WORK TO COMPLETE ->
Nothing may be added, dropped, or altered; restate the listing word for word.

MATERIAL FOR THE TASK ->
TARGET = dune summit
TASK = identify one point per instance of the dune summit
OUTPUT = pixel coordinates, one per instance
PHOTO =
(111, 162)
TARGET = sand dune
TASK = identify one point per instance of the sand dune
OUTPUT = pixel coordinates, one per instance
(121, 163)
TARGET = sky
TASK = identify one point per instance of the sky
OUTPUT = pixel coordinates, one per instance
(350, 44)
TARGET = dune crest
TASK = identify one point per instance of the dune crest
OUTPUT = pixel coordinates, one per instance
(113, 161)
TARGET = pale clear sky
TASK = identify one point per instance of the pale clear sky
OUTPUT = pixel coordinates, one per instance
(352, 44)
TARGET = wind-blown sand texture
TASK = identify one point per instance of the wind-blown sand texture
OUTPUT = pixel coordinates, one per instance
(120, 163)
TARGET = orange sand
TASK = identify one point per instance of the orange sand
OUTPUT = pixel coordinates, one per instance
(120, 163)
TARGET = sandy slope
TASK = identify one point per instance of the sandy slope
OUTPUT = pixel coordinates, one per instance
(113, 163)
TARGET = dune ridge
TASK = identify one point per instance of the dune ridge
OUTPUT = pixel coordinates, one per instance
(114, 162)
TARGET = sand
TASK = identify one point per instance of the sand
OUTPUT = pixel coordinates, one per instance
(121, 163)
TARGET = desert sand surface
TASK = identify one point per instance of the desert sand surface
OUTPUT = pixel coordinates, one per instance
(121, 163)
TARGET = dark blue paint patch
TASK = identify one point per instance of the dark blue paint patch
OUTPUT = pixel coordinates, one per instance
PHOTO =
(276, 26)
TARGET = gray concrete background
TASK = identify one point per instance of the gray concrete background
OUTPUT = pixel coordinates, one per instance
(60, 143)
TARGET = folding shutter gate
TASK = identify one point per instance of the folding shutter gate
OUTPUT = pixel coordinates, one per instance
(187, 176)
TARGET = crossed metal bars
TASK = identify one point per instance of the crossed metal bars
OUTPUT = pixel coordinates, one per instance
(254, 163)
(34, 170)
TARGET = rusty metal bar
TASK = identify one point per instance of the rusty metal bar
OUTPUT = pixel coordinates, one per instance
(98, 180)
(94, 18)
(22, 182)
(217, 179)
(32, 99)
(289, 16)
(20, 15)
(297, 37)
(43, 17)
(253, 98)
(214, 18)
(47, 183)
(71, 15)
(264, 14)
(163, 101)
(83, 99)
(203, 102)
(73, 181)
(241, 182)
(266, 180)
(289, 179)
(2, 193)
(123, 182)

TASK SOLUTION ->
TARGET = dune summit
TASK = identify one point per instance of the dune summit
OUTPUT = pixel coordinates, one per instance
PHOTO =
(111, 162)
TARGET = sand dune
TASK = identify one point per instance of the sand dune
OUTPUT = pixel coordinates, one per instance
(121, 163)
TARGET = sky
TASK = identify one point per instance of the sky
OUTPUT = pixel coordinates, one per instance
(350, 44)
TARGET = dune crest
TASK = identify one point per instance of the dune crest
OUTPUT = pixel coordinates, one per instance
(113, 161)
TARGET = pale clear sky
TASK = identify one point per instance of the pale clear sky
OUTPUT = pixel coordinates, one per instance
(352, 44)
TARGET = wind-blown sand texture
TASK = identify one point per instance of the wind-blown sand texture
OUTPUT = pixel coordinates, one per instance
(120, 163)
TARGET = orange sand
TASK = identify one point per instance of the orange sand
OUTPUT = pixel coordinates, one per instance
(120, 163)
TARGET = sandy slope
TASK = identify one point per instance of the sandy slope
OUTPUT = pixel coordinates, one per instance
(113, 163)
TARGET = dune ridge
TASK = identify one point per instance of the dune ridge
OUTPUT = pixel coordinates, one per instance
(114, 162)
TARGET = sand
TASK = identify one point per instance of the sand
OUTPUT = pixel coordinates, one per instance
(121, 163)
TARGET = desert sand surface
TASK = identify one point per instance of the desert sand surface
OUTPUT = pixel coordinates, one per instance
(121, 163)
TARGET = dark blue paint patch
TASK = identify one point per instance of the dark blue paint patch
OUTPUT = pixel coordinates, one per instance
PHOTO =
(276, 26)
TARGET = gray concrete background
TASK = identify one point per instance of the gray concrete background
OUTPUT = pixel coordinates, one per instance
(60, 143)
TARGET = folding shutter gate
TASK = identify one point per instance of the folding shutter gate
OUTPUT = pixel coordinates, one per instance
(187, 176)
TARGET = crossed metal bars
TASK = identify one point per instance of the crossed metal bars
OUTPUT = pixel coordinates, one per instance
(254, 163)
(34, 170)
TARGET = rusty metal bar
TASK = identify one point per instance of the rusty metal bar
OUTPUT = pixel coordinates, one per instance
(98, 180)
(94, 18)
(22, 182)
(217, 179)
(32, 99)
(289, 16)
(20, 15)
(297, 37)
(43, 17)
(253, 98)
(214, 18)
(47, 183)
(71, 15)
(264, 14)
(163, 101)
(83, 99)
(203, 102)
(73, 181)
(241, 182)
(266, 180)
(289, 179)
(2, 193)
(123, 182)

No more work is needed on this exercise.